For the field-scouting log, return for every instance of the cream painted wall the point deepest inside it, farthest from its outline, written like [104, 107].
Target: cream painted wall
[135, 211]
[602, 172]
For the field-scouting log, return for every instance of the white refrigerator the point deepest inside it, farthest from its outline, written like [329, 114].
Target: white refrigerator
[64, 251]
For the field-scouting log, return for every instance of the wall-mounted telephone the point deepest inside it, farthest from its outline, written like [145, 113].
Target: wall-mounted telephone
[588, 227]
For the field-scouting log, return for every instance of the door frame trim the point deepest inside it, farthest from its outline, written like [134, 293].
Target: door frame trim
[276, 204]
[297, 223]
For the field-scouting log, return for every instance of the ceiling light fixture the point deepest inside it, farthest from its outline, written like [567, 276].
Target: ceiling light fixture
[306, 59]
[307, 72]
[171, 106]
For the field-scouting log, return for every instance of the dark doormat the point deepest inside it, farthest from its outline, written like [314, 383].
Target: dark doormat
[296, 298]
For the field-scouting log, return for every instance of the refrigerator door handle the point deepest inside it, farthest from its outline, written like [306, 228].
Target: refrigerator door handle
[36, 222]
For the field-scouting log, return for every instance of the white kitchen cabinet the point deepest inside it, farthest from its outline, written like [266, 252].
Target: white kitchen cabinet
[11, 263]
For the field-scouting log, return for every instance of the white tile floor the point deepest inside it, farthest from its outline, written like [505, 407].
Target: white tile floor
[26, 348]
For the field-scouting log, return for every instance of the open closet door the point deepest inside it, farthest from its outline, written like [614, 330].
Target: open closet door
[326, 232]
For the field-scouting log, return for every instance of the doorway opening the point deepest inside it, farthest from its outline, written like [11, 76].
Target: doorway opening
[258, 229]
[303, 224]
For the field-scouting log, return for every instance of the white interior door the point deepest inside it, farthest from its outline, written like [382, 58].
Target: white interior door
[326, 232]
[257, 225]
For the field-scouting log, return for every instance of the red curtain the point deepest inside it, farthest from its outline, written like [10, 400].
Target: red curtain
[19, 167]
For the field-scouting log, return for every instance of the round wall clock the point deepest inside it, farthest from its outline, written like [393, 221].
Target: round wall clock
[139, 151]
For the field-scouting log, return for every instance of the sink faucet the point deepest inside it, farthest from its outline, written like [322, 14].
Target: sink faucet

_____

## OBJECTIVE
Rewrite the lines above with "field-scouting log" changed to "site survey log" everywhere it occurs, keeping everything else the same.

## CORRECT ANSWER
For the site survey log, return for every instance of the cream painted wall the point deepest inside it, farthest from its outline, written like [104, 107].
Target: cream painted wall
[135, 211]
[602, 172]
For the site survey log, return for every instance of the white refrigerator the point deepest inside it, farthest from its outline, written like [329, 114].
Target: white refrigerator
[64, 251]
For the site survey log, return for every instance of the wall-mounted telephone the point deepest inside it, farthest from its outline, written like [145, 113].
Target: wall-mounted telephone
[588, 227]
For the site survey log, return for every instance of the door frame trim the point deepest inside it, farthest from its outline, written like [134, 293].
Target: door frame trim
[276, 204]
[297, 223]
For the site survey log, return for every instance of the ceiling light fixture the point deepest inside it, farthest from its outline, written like [567, 276].
Target: ceiling light fixture
[306, 59]
[307, 72]
[171, 106]
For the site survey log, return for every instance of the dark doormat the point deepest inside it, farthest from its outline, written like [314, 383].
Target: dark doormat
[296, 298]
For the site survey log, return for every instance of the refrigerator door handle the point deepest inside it, farthest from its outline, written like [306, 228].
Target: refrigerator door handle
[36, 222]
For the site survey log, return for every instance of the white kitchen cabinet the point deepest inside it, farthest from its outline, written like [266, 252].
Target: white kitchen cabinet
[11, 263]
For the site survey log, return for every instance of the white tile floor the point deepest inside it, farthest from its outline, written like [505, 407].
Target: white tile floor
[26, 348]
For the site survey log, return for every instance of the open closet door the point deepest inside it, farthest from its outline, written like [614, 330].
Target: open closet door
[326, 232]
For the site survey log, return for every instance of the doorway opening the point deepest inside it, farthest from its outline, written like [11, 76].
Target: doorway opening
[258, 229]
[303, 224]
For the site survey log, return for every instance of the white interior door the point deepest inside it, farthest from its outline, written like [382, 58].
Target: white interior door
[326, 232]
[257, 225]
For the site survey log, return for every instance of the red curtain the point deepest inside it, farthest from its outline, written like [10, 400].
Target: red curtain
[19, 167]
For the site survey log, return for every instance of the round wall clock the point deepest inside it, farthest from its outline, written like [393, 221].
Target: round wall clock
[139, 151]
For the site survey log, return for every instance of the sink faucet the point deepest inside it, farthest from its outline, written like [322, 14].
Target: sink faucet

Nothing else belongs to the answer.